● What this task involves: Your task is to repeat the entries exactly from their first line through the line with "pixel 103 57", and to stop there.

● Data under study:
=== Begin Enclosure ===
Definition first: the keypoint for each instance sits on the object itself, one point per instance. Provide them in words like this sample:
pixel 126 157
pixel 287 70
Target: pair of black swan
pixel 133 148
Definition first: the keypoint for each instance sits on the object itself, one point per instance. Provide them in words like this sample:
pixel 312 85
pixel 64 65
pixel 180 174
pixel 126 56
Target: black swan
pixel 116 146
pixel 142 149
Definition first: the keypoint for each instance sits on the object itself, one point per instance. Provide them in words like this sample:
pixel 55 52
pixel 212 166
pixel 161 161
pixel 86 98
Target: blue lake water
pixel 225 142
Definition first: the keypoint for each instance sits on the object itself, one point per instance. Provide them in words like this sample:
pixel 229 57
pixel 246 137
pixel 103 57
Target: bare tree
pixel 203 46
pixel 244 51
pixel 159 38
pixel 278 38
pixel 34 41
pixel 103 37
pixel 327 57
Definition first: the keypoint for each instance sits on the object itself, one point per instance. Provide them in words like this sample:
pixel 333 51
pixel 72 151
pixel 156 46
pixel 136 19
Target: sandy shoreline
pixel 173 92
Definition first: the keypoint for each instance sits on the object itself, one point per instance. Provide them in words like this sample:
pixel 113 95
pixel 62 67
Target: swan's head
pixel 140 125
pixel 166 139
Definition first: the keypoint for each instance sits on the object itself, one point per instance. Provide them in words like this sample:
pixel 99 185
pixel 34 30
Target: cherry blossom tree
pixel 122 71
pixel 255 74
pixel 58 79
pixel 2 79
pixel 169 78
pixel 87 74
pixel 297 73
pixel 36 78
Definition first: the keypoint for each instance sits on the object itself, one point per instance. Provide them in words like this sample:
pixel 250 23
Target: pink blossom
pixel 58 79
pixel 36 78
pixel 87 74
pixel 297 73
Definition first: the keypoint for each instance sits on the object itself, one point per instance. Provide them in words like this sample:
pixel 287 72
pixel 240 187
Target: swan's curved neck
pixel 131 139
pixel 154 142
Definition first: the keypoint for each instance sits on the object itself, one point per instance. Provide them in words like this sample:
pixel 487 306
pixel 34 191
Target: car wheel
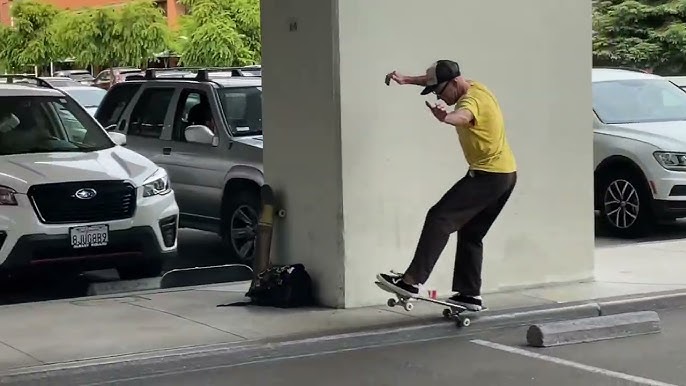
pixel 625 204
pixel 239 230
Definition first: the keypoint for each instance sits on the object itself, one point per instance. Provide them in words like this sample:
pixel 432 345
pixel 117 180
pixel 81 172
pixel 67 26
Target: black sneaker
pixel 396 284
pixel 468 302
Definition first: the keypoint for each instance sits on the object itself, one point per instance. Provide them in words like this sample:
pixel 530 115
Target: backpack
pixel 283 286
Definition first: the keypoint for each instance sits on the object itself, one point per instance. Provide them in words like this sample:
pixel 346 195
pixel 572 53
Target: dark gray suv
pixel 204 127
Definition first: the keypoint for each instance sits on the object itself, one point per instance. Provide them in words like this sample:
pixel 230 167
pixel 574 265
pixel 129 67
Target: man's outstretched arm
pixel 399 78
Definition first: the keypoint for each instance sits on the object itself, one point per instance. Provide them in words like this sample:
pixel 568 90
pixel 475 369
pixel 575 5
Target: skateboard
pixel 452 311
pixel 265 228
pixel 226 273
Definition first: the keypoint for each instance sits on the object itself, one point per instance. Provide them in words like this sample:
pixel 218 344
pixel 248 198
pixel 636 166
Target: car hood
pixel 254 141
pixel 669 136
pixel 21 171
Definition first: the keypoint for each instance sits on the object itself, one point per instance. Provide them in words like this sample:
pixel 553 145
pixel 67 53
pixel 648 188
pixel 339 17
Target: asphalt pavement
pixel 430 356
pixel 196 248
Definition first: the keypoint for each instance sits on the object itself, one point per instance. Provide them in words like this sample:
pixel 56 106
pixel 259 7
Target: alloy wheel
pixel 621 204
pixel 244 232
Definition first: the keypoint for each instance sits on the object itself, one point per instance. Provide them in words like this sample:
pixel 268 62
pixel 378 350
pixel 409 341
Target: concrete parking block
pixel 593 329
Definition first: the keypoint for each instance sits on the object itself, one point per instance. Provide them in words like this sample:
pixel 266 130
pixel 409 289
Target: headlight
pixel 158 183
pixel 671 160
pixel 7 196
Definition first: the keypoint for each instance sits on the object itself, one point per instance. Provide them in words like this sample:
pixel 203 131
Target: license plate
pixel 89 236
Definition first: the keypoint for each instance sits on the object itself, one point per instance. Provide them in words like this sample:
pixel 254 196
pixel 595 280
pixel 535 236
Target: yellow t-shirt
pixel 484 142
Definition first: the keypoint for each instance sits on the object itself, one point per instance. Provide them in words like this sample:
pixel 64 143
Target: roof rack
pixel 634 69
pixel 198 73
pixel 38 81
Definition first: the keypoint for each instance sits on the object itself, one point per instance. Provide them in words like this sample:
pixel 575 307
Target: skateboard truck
pixel 452 311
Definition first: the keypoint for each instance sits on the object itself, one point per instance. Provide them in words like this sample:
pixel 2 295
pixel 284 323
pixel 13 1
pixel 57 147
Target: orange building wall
pixel 174 9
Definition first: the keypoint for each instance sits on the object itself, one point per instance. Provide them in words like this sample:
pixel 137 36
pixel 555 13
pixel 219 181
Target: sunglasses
pixel 439 90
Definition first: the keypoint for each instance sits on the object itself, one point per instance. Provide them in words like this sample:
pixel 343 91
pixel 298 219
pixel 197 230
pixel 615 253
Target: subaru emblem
pixel 85 194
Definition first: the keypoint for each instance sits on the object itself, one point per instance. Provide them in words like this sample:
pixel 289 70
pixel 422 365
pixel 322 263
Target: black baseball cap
pixel 440 72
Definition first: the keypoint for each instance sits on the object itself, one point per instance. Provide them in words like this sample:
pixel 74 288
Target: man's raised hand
pixel 396 77
pixel 438 110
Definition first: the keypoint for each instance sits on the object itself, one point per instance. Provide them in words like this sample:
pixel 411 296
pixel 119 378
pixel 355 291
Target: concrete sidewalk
pixel 97 327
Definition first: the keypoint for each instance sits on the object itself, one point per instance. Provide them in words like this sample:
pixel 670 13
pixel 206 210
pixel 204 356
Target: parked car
pixel 110 76
pixel 52 81
pixel 639 123
pixel 206 131
pixel 89 97
pixel 77 200
pixel 82 76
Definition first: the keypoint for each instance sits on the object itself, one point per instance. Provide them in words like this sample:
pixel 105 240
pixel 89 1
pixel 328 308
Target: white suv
pixel 639 142
pixel 70 194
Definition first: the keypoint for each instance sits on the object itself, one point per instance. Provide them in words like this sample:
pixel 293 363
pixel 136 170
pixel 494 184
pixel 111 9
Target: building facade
pixel 172 9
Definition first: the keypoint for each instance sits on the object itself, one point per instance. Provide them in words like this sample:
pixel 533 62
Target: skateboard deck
pixel 452 311
pixel 226 273
pixel 265 228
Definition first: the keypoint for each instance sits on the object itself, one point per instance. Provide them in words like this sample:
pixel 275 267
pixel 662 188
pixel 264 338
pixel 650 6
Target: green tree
pixel 220 33
pixel 640 33
pixel 127 35
pixel 31 40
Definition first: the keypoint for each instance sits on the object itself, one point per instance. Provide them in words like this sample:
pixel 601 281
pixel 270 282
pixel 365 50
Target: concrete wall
pixel 359 163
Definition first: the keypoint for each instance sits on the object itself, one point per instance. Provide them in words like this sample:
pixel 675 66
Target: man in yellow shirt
pixel 471 205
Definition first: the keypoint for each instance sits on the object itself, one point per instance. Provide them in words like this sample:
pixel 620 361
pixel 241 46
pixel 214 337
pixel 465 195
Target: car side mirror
pixel 118 138
pixel 200 134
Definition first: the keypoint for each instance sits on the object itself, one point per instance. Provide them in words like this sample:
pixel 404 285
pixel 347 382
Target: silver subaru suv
pixel 204 126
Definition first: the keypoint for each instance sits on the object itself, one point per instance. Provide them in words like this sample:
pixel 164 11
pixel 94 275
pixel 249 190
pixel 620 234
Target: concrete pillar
pixel 358 163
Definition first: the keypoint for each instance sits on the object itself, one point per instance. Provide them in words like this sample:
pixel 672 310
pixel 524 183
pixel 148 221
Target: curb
pixel 399 330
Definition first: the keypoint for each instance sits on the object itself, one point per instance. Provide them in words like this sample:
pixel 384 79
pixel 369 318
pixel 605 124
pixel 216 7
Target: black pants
pixel 469 208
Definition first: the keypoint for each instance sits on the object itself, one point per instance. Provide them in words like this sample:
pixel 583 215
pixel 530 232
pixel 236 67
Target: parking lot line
pixel 564 362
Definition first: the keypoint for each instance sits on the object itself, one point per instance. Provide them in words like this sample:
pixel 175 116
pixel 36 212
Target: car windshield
pixel 242 108
pixel 638 100
pixel 87 96
pixel 31 124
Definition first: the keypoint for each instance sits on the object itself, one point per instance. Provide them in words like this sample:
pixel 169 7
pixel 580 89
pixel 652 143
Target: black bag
pixel 283 286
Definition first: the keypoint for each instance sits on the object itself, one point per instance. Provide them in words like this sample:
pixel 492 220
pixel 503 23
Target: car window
pixel 87 96
pixel 47 124
pixel 113 105
pixel 638 100
pixel 242 107
pixel 147 118
pixel 193 108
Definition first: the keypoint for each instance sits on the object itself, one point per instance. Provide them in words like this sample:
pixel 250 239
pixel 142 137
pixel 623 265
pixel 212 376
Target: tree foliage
=== End Enclosure ===
● Task result:
Definition first: the keypoint for each instance sits on the object itself, one point per instance. Provide them in words like this sample:
pixel 126 157
pixel 287 70
Target: pair of black swan
pixel 133 148
Definition first: the keypoint for each instance sits on the object itself, one point per instance. Provide them in words like this sample:
pixel 312 85
pixel 64 65
pixel 180 174
pixel 126 56
Target: black swan
pixel 116 146
pixel 142 149
Definition first: the keypoint for each instance sits on the object itself, one point per instance. Provide them in words like this sample:
pixel 55 52
pixel 212 166
pixel 161 161
pixel 86 98
Target: blue lake water
pixel 225 142
Definition first: the keypoint for each instance sits on the object itself, one point per instance. Provide them in words like this sample:
pixel 229 57
pixel 246 137
pixel 103 57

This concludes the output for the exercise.